**What to produce:** The job is to find each line in the entries holding the string "lowered" and copy that line.

**Source information:**
▬▬▬

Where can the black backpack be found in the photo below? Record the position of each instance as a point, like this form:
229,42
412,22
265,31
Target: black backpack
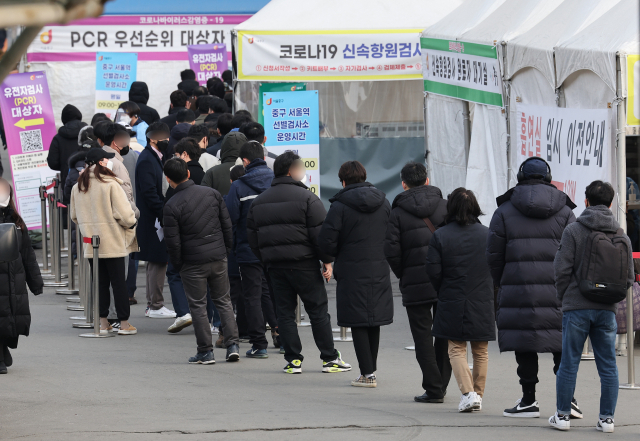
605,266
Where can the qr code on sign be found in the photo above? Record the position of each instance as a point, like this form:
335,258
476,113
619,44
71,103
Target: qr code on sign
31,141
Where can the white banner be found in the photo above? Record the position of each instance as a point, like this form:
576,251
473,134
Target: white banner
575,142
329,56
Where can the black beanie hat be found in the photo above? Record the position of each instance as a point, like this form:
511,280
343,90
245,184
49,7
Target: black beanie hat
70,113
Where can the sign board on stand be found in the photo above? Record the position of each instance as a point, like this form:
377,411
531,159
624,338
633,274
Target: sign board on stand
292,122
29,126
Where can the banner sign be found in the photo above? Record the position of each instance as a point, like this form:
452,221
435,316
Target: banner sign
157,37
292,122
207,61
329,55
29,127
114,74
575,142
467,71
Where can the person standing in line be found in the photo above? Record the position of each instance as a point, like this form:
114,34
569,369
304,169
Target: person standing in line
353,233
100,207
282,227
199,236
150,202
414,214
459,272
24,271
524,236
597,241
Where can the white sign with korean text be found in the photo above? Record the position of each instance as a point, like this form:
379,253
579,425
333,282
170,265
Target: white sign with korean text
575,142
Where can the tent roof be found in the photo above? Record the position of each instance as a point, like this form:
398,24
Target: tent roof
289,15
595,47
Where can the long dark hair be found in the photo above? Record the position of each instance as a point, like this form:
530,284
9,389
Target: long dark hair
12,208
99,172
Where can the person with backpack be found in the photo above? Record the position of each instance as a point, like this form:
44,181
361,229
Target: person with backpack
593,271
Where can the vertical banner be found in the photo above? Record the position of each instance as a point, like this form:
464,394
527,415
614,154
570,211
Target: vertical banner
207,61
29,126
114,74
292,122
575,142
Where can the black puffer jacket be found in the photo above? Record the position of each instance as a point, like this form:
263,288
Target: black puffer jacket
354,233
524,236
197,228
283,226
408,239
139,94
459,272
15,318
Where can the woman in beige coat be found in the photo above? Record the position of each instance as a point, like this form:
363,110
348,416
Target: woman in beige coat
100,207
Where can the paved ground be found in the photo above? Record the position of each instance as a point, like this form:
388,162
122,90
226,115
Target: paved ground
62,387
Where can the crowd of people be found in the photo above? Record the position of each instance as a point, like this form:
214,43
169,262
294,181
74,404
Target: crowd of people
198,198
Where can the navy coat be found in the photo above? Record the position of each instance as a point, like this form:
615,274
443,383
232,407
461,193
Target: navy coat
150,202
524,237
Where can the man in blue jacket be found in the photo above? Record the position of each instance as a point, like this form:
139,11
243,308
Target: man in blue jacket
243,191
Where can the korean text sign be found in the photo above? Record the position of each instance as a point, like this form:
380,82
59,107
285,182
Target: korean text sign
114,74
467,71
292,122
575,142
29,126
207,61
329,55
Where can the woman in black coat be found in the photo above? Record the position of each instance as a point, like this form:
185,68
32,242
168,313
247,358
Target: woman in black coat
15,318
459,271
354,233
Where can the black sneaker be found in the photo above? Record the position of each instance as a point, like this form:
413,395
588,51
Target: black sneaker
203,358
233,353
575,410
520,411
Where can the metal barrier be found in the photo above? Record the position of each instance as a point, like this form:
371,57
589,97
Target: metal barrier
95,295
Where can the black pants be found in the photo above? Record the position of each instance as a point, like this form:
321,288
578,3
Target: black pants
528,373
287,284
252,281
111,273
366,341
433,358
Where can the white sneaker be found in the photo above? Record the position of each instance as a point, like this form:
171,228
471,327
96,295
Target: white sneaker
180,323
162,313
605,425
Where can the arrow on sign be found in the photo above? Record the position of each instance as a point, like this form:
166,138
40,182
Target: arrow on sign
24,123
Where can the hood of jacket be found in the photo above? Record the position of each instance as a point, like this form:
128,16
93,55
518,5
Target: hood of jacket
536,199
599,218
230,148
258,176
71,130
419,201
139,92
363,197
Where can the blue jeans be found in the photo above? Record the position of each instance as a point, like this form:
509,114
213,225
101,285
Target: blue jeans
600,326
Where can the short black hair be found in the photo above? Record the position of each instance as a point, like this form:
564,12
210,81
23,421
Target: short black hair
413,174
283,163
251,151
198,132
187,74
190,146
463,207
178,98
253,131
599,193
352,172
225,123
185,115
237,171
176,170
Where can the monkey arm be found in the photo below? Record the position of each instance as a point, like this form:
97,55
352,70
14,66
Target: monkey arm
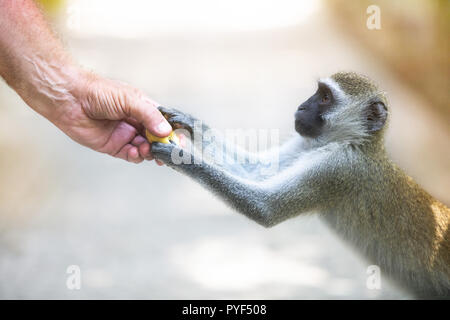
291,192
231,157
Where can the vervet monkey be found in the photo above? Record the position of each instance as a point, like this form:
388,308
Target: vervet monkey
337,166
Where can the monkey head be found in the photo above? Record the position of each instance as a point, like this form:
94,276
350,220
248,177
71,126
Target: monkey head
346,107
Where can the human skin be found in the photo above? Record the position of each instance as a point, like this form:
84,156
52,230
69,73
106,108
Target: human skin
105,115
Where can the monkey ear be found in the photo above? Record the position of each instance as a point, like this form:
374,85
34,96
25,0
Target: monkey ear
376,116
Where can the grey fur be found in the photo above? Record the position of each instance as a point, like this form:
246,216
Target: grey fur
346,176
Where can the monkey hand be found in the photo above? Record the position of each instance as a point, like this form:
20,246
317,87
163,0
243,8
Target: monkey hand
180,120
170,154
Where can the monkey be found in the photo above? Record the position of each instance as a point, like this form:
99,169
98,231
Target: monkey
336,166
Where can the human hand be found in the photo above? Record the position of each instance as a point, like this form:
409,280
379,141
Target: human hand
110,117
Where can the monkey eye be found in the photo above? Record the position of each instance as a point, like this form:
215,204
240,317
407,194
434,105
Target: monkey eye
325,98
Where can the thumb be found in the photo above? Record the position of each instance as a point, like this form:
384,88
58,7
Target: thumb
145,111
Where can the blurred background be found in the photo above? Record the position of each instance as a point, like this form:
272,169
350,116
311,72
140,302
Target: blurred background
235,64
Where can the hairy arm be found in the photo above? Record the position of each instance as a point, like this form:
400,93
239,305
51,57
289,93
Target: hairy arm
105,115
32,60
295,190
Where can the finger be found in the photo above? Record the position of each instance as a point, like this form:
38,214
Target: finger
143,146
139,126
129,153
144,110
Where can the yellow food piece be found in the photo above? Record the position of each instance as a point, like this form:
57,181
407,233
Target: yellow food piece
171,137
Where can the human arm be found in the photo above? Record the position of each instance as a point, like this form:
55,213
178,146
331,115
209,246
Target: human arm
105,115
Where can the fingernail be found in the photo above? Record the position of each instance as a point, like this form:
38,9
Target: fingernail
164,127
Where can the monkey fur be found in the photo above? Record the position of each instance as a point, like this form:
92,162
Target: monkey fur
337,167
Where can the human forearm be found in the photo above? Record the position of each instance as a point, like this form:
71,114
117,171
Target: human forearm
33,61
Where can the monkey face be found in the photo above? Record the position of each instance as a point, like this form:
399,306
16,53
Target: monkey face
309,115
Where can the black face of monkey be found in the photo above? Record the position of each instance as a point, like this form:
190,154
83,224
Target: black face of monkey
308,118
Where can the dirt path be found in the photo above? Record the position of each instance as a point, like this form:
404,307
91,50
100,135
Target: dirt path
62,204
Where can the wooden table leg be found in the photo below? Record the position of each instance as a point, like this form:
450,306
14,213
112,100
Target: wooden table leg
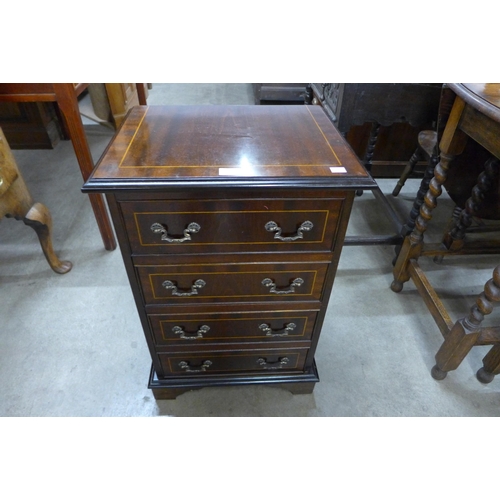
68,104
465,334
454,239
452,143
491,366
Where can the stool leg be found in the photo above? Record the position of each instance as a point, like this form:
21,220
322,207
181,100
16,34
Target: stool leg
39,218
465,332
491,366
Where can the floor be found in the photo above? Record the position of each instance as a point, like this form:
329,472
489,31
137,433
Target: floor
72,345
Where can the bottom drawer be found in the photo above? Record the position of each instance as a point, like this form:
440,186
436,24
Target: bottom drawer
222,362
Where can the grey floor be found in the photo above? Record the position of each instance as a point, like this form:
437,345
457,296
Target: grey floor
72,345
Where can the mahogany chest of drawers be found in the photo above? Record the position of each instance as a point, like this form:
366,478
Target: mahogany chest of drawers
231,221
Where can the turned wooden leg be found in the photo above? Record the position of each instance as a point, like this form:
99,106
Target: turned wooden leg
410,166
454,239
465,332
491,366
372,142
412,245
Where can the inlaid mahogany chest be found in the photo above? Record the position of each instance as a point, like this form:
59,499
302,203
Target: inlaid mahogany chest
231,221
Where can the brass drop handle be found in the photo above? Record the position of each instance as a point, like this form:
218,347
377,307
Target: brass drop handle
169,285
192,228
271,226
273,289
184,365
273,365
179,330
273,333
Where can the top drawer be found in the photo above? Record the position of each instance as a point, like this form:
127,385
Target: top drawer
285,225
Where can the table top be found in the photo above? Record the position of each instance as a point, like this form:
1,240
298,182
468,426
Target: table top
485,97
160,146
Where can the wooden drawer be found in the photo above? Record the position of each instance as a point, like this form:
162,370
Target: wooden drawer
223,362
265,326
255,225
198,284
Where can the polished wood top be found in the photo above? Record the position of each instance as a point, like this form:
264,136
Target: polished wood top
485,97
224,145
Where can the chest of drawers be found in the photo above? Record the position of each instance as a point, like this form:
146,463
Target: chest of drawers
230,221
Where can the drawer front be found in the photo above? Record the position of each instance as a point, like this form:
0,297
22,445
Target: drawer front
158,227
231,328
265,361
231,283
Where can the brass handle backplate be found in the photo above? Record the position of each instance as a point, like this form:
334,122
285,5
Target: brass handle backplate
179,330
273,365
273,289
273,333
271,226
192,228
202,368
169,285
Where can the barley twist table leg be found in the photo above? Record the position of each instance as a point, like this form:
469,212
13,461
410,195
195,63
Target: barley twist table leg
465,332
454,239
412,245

▬▬▬

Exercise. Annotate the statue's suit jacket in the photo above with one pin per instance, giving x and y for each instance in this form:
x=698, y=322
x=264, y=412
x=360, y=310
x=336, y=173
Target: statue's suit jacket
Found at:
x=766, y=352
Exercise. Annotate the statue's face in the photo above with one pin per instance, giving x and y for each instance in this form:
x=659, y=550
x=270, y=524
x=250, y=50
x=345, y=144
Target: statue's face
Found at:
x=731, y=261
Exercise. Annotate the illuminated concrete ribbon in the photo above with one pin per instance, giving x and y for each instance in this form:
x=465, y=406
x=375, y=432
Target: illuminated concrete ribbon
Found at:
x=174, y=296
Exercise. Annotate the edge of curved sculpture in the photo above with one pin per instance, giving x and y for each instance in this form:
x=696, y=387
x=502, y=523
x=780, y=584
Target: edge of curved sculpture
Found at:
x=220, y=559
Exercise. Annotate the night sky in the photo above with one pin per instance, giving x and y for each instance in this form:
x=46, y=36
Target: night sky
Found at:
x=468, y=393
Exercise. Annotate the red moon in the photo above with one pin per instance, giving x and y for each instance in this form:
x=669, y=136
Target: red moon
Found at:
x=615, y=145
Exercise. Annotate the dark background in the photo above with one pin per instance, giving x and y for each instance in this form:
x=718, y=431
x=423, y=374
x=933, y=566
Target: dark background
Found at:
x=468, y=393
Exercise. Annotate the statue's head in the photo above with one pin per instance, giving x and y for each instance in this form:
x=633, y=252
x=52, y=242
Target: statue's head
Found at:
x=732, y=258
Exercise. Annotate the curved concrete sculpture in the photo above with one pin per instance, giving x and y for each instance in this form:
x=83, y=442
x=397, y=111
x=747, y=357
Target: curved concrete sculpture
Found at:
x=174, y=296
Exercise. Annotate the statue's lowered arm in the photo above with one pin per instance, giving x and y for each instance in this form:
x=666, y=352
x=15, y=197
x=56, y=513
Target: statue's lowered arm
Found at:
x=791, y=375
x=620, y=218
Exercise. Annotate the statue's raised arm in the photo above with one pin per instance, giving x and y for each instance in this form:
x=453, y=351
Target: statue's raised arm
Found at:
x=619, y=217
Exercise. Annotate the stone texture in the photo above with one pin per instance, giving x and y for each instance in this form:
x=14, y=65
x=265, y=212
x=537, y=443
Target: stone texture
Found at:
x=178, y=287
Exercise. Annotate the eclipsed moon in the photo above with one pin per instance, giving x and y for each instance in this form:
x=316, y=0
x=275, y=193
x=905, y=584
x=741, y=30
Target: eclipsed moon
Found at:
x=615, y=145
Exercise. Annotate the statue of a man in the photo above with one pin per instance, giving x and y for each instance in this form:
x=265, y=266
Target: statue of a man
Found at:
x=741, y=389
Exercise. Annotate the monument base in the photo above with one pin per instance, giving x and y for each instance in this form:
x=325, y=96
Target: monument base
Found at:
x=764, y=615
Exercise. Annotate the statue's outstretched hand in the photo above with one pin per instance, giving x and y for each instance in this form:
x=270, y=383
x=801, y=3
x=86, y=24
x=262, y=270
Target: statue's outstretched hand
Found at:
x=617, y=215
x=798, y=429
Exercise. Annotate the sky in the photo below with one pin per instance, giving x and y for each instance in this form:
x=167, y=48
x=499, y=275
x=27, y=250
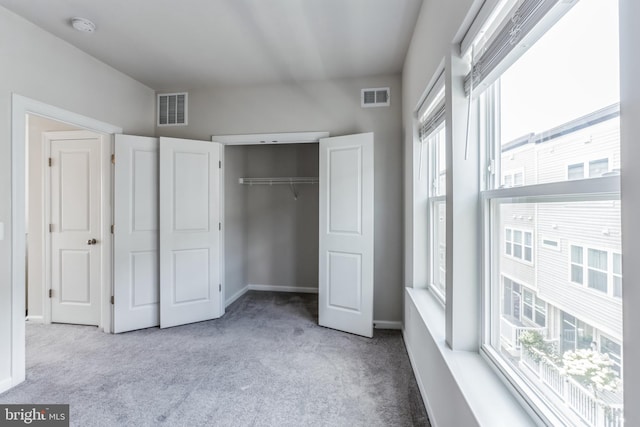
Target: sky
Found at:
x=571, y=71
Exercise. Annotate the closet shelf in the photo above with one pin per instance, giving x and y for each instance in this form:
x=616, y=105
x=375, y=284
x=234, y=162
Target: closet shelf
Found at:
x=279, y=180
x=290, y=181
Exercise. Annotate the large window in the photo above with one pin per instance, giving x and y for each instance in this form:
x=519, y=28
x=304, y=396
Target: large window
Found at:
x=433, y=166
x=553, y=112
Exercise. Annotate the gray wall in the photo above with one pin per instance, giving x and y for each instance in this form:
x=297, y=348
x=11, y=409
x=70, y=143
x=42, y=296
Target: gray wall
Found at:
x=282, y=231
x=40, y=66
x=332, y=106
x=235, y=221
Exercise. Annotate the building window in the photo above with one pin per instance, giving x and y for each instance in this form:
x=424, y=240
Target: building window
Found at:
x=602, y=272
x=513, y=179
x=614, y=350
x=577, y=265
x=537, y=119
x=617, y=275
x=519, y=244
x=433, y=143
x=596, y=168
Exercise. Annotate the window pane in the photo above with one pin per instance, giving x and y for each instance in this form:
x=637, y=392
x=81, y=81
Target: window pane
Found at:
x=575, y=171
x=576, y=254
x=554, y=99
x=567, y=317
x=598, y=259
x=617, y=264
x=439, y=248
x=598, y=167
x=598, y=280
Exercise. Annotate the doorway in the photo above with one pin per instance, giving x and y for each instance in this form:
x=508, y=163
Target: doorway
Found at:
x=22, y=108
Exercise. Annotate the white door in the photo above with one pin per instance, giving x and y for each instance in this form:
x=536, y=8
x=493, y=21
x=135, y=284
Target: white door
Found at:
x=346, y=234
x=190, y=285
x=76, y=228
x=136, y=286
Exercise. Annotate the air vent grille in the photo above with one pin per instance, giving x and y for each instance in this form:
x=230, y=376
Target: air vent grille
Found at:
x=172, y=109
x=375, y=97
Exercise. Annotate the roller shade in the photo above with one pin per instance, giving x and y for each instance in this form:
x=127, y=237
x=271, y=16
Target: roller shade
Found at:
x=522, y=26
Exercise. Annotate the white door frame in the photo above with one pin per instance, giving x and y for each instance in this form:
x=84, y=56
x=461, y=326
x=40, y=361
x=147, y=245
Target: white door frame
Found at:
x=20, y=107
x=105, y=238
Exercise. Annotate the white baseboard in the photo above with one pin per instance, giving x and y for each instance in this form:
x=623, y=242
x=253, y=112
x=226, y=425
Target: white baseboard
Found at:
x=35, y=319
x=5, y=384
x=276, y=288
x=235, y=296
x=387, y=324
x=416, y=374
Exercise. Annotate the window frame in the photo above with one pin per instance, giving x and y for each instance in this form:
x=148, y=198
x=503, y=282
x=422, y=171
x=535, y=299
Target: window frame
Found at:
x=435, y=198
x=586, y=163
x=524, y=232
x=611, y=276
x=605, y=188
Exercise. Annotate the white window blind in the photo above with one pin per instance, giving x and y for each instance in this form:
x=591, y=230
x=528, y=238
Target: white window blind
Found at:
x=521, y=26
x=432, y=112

▬▬▬

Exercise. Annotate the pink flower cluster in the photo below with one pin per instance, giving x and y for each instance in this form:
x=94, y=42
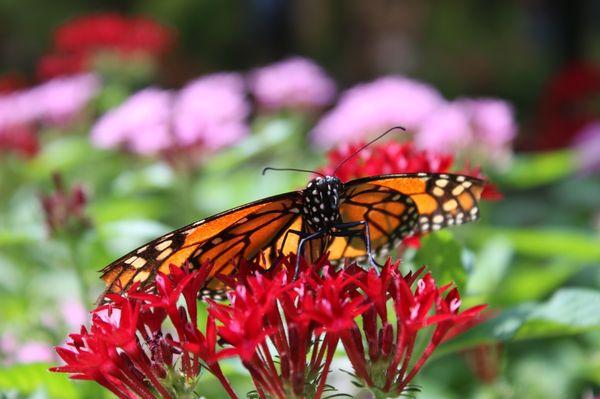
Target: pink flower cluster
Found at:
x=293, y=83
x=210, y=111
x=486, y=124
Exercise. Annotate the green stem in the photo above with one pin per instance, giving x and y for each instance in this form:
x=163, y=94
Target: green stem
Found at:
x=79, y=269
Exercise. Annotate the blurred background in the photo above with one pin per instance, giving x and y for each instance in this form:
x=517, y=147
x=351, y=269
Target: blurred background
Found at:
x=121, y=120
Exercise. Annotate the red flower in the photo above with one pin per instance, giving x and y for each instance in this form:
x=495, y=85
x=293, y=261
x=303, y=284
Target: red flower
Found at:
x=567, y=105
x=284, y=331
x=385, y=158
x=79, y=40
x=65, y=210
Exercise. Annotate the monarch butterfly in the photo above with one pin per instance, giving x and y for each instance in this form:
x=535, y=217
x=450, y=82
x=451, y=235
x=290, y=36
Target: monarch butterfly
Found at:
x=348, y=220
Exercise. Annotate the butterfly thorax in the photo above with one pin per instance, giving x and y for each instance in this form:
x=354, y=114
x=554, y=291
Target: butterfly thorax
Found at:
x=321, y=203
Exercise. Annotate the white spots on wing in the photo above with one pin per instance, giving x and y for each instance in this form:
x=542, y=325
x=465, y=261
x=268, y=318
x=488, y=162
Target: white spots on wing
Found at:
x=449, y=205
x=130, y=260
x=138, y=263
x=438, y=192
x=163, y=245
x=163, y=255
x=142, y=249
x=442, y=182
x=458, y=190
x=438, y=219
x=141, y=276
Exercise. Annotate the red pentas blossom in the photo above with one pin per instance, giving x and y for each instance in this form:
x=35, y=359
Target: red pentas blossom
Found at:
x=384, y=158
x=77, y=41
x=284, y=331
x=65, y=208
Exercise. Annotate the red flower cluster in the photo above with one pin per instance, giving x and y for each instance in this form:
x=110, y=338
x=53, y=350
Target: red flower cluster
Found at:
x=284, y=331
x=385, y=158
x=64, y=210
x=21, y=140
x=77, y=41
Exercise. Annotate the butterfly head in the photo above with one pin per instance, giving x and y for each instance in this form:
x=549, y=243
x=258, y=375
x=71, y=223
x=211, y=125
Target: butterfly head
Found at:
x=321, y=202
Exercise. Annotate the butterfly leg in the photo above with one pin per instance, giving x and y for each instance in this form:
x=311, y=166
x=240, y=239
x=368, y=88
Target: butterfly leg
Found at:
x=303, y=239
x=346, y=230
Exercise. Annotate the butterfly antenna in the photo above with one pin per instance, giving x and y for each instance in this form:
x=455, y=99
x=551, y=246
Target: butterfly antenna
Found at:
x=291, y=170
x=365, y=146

▬▬▬

**Answer space:**
Exercise. Annotate the statue's lowered arm in the photo above with one pin per instance, giving x and y for each instance in this form:
Target: statue's lowered arm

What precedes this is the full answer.